→ **EXCERTO DO DOCUMENTO**:

====

Seis meses depois, ao assumir a Presidência, declarou possuir uma conta no BPN à qual estavam associados vários fundos de investimento: 483,310 unidades de participação do fundo Quam Multimanager 10%; 578,034 do Quam Multimanager 5%; e ainda 817,140 unidades do SISF Euro Cash Enhanced Return Portfolio. De acordo com informação de sites especializados em fundos de investimento, cada unidade dos Quam Multimanager valia então no mínimo 110 euros e, apesar de na declaração, preenchida à mão, o número de participações aparecer com vírgulas, entende-se que sejam sempre na ordem das centenas.

A declaração mais recente, feita a 14 de Dezembro último, não tem qualquer referência ao BPN.

====

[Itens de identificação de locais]
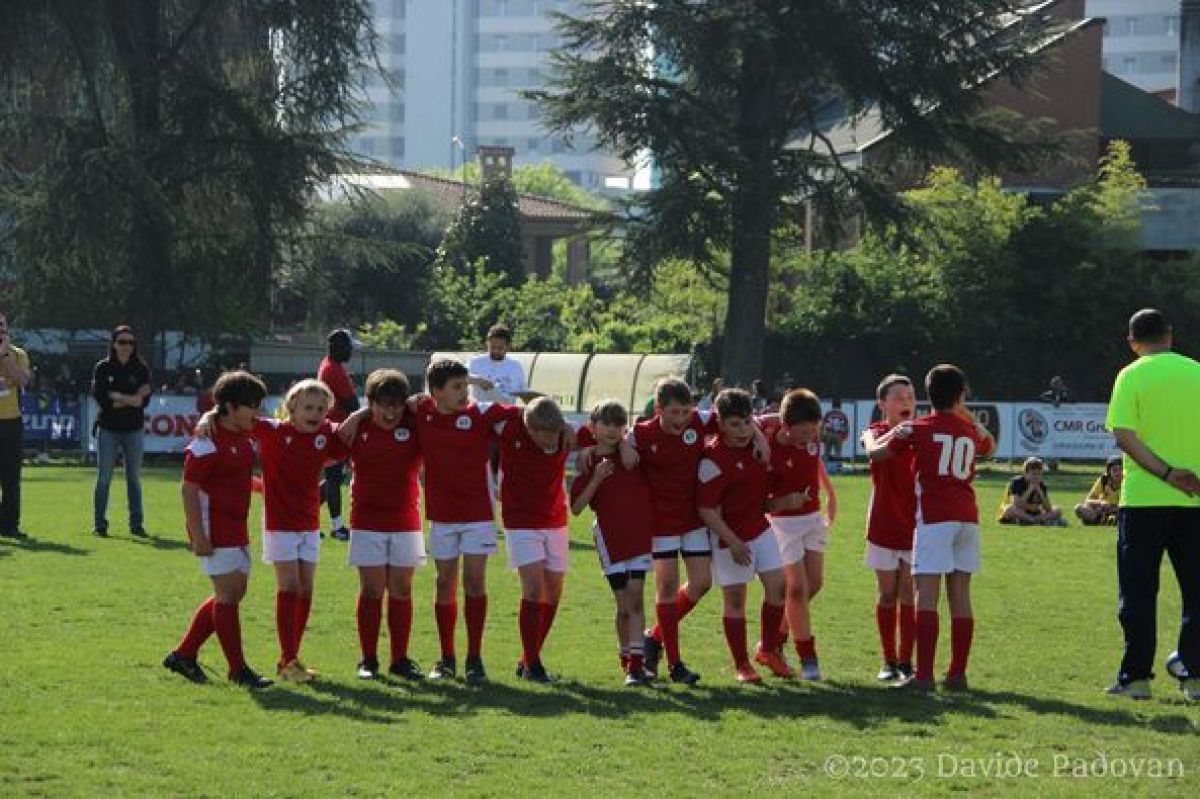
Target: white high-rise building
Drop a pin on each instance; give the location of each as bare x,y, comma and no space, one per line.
1141,42
459,66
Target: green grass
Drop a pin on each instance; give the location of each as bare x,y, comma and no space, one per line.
85,708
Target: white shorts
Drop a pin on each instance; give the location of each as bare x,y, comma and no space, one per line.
371,548
538,546
885,559
281,547
765,556
945,547
694,542
448,540
799,534
226,560
639,563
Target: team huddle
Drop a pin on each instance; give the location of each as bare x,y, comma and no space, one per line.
731,494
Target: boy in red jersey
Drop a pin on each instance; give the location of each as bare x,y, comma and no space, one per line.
533,506
891,518
731,498
293,452
797,478
945,446
622,530
387,544
216,502
455,437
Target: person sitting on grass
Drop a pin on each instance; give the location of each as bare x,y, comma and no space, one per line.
1101,506
1029,498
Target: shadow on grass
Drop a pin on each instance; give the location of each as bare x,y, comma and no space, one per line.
864,707
41,545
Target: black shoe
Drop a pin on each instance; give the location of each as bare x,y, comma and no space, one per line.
408,668
186,667
251,679
475,673
537,673
369,668
681,673
653,654
444,670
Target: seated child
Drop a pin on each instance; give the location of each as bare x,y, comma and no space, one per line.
1101,506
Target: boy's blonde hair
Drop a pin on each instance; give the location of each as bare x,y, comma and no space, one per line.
309,385
544,414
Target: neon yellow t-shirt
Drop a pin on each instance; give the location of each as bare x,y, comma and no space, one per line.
1157,398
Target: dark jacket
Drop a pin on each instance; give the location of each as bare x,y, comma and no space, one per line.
124,378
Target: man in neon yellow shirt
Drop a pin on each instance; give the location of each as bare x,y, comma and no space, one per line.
1152,415
13,377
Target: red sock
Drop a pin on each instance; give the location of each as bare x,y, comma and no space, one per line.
961,632
300,619
683,604
772,617
198,631
285,624
400,626
736,636
528,623
369,614
477,614
669,630
886,620
447,617
907,631
545,622
228,626
927,643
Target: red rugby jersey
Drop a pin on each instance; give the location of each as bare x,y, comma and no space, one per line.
892,506
532,494
385,491
943,449
669,463
292,464
732,481
456,458
222,466
622,504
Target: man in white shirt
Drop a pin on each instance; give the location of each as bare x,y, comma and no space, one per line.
495,367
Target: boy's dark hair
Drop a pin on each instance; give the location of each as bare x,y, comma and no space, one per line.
1149,326
886,384
441,372
672,390
387,384
610,412
241,389
735,403
799,406
945,384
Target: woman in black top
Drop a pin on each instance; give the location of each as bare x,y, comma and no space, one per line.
121,386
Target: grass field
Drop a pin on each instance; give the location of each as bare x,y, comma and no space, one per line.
85,708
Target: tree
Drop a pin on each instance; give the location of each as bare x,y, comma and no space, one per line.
487,230
719,92
159,152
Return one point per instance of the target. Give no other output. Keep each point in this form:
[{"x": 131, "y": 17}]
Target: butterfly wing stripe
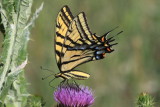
[
  {"x": 64, "y": 46},
  {"x": 79, "y": 74},
  {"x": 66, "y": 62},
  {"x": 67, "y": 14},
  {"x": 59, "y": 35}
]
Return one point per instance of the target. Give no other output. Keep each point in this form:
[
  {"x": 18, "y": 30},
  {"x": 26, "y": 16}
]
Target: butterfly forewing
[{"x": 64, "y": 19}]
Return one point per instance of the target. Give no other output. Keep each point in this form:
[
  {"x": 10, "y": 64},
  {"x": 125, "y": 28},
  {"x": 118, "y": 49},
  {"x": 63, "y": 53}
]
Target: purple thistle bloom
[{"x": 73, "y": 96}]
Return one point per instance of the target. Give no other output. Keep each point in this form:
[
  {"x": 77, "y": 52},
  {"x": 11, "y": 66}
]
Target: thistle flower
[{"x": 71, "y": 95}]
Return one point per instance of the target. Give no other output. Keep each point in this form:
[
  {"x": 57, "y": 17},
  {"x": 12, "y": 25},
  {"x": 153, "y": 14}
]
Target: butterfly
[{"x": 75, "y": 44}]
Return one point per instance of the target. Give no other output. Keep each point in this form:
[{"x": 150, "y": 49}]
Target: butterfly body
[{"x": 75, "y": 44}]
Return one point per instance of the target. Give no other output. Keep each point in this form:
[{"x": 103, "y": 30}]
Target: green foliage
[
  {"x": 16, "y": 22},
  {"x": 145, "y": 100}
]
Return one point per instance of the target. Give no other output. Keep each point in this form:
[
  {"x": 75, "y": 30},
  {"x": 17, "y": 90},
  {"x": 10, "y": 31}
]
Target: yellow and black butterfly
[{"x": 75, "y": 44}]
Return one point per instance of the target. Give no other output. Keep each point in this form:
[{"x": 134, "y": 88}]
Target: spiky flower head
[{"x": 71, "y": 95}]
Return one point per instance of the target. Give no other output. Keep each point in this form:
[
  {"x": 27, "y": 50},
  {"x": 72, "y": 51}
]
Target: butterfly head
[{"x": 107, "y": 43}]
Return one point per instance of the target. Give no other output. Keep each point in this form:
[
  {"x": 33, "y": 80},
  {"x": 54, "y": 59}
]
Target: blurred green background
[{"x": 118, "y": 79}]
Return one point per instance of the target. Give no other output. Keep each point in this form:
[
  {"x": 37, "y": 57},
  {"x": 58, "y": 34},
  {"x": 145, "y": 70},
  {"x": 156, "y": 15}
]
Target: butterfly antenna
[{"x": 106, "y": 34}]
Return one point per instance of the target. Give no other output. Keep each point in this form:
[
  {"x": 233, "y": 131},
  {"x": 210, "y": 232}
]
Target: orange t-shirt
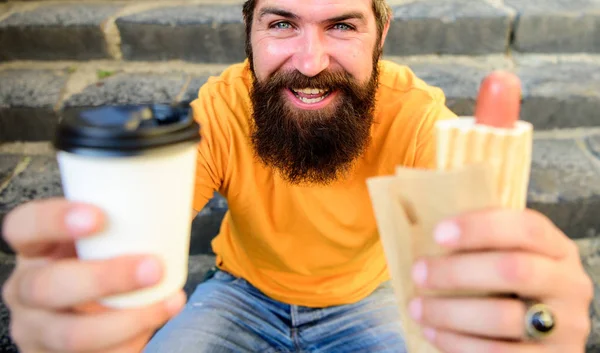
[{"x": 310, "y": 246}]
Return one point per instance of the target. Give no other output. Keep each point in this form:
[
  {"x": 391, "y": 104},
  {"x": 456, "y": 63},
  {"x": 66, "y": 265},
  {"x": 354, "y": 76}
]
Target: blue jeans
[{"x": 228, "y": 314}]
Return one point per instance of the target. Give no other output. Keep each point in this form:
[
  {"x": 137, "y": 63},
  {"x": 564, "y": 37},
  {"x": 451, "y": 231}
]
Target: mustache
[{"x": 326, "y": 80}]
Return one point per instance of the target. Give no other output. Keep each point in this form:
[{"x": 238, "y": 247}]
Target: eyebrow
[{"x": 287, "y": 14}]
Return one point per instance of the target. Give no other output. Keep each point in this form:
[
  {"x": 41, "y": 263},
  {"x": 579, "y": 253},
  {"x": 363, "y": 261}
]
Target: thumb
[{"x": 35, "y": 229}]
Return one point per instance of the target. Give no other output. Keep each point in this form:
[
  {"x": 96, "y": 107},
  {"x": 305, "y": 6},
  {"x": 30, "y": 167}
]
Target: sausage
[{"x": 499, "y": 101}]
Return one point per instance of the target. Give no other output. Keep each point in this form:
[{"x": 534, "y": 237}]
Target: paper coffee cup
[{"x": 138, "y": 165}]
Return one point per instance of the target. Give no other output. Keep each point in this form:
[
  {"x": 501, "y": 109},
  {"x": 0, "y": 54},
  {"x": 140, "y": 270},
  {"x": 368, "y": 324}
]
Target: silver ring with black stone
[{"x": 540, "y": 322}]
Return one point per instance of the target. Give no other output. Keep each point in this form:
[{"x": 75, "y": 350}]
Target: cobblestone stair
[{"x": 60, "y": 57}]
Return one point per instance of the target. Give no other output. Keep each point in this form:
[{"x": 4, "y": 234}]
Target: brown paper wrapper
[
  {"x": 407, "y": 208},
  {"x": 478, "y": 167},
  {"x": 461, "y": 142}
]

====

→ **EXERCÍCIOS**:
a - Traduza para inglês esta frase do excerto sobre a conta no BPN: "A declaração mais recente, feita a 14 de Dezembro último, não tem qualquer referência ao BPN."
b - Reescreva a parte do excerto sobre a conta no BPN que começa em "Seis meses depois, ao" e segue até "ordem das centenas.", substituindo "declarou" por "afirmou".

→ **RESPOSTAS**:
a - The most recent declaration, made last December 14, contains no reference whatsoever to BPN.

b -
Seis meses depois, ao assumir a Presidência, afirmou possuir uma conta no BPN à qual estavam associados vários fundos de investimento: 483,310 unidades de participação do fundo Quam Multimanager 10%; 578,034 do Quam Multimanager 5%; e ainda 817,140 unidades do SISF Euro Cash Enhanced Return Portfolio. De acordo com informação de sites especializados em fundos de investimento, cada unidade dos Quam Multimanager valia então no mínimo 110 euros e, apesar de na declaração, preenchida à mão, o número de participações aparecer com vírgulas, entende-se que sejam sempre na ordem das centenas.